Text »
Opinion by
This was an action to recover from defendant the sum of $500, together with interest thereon at 6 per cent, from August 31, 1901. Plaintiff, in its petition, charged that defendant, in 1901, was a practicing attorney at Wilber, Saline county, Neb.; that in 1894 it obtained a judgment in the district court of said county against Wilder & Nelson in the sum of $1,252.16; that said judgment was placed in the hands of defendant for collection; that he collected thereon the sum of $500 on August 31, 1901, and failed to remit the same, but, on the contrary, converted it to his own use; that said collection so made by said attorney was not known by plaintiff until subsequent to 1907, after defendant had removed from Nebraska to Oklahoma. Defendant answered by general denial, and a trial was had to a jury, which resulted in a verdict in favor of plaintiff and against defendant in the sum of $749.75, on which judgment was entered. Motion for new trial was presented and overruled, and defendant appeals.
Two questions are presented by the record for our consideration; the first being: The court erred in excluding the testimony of Mrs. Mable D. Sands, the wife of defendant.
Defendant does not claim that she was a competent witness by reason of her being his agent, or jointly interested in the action, but upon the grounds that at the time the transaction took *651place, about which she was to testify, she was not the wife, but the stenographer, of defendant, and that the statute prohibiting the wife from testifying for or against the husband clearly intended only to prevent the wife or husband from giving evidence for or -against each other concerning a transaction or communication during coverture. We cannot find such an exception to the statute; nor has counsel directed us to any authority sustaining such contention. Subdivision 3 of section 5842, Comp. Laws 1909, reads as follows:
“Husband and wife, for or against each other, except concerning transactions in which one acted as the agent of the other, or when they are joint parties and have a joint interest in the action; but in no case shall either be permitted to testify concerning any communication made by one to the other during the marriage, whether called while that relation subsisted, or after-wards.” '
This statute was called into existence on the grounds of public policy. It is based upon the marital relation, and has been universally upheld by the courts. In volume 6, Ency. Ev. p. 847, it is said:
“Various reasons were assigned for this rule of exclusion. Among these were the supposed bias of affection, fear of sowing dissensions between man and wife, occasioning perjury, and the like. The most usual reason, however, given for this rule of exclusion was partly identity of interest, and partly the necessity of guarding the security and confidence of the marriage relation; the objection of interest applying more particularly to their being witnesses in favor of each other, and the objection of public policy applying to their being witnesses against each other.”

Listed records »
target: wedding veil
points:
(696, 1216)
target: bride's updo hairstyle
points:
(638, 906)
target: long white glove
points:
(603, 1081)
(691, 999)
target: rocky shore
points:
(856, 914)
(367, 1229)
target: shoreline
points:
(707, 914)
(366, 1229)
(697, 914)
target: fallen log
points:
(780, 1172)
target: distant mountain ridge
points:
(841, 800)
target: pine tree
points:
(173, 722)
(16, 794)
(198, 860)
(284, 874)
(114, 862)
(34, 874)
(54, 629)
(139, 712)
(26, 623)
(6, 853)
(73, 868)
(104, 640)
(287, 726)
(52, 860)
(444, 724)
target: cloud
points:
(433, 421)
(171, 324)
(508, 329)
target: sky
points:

Directive 1 »
In the court opinion, why was the statute barring husband and wife from testifying for or against each other put in place? Answer in one to three sentences.
Directive 2 »
Sum up the court opinion in three sentences.
Directive 3 »
Using the court opinion, say whether each statement agrees with it, and quote the deciding words:
(a) The jury's verdict was for $500.
(b) The defendant had moved from Nebraska to Oklahoma before the plaintiff learned of the collection.
(c) The defendant's counsel pointed the court to authority supporting the claimed exception to the statute.

Result 1 »
The statute was created on grounds of public policy and is based on the marriage relationship. According to the legal encyclopedia quoted, the most common reason given was partly the spouses' shared interest and partly the need to protect the security and confidence of marriage.

Result 2 »
The plaintiff sued the defendant, an attorney who had practiced at Wilber in Saline County, Nebraska, claiming he collected $500 on its judgment against Wilder & Nelson in 1901 and kept the money for himself. A jury found for the plaintiff and awarded $749.75, and the defendant appealed after his motion for a new trial was overruled. On appeal he argued that his wife should have been allowed to testify because she was his stenographer, not his wife, at the time of the transaction, but the court found no such exception in the statute, which rests on public policy and the marriage relationship.

Result 3 »
(a) No: "a verdict in favor of plaintiff and against defendant in the sum of $749.75"
(b) Yes: "said collection so made by said attorney was not known by plaintiff until subsequent to 1907, after defendant had removed from Nebraska to Oklahoma"
(c) No: "nor has counsel directed us to any authority sustaining such contention"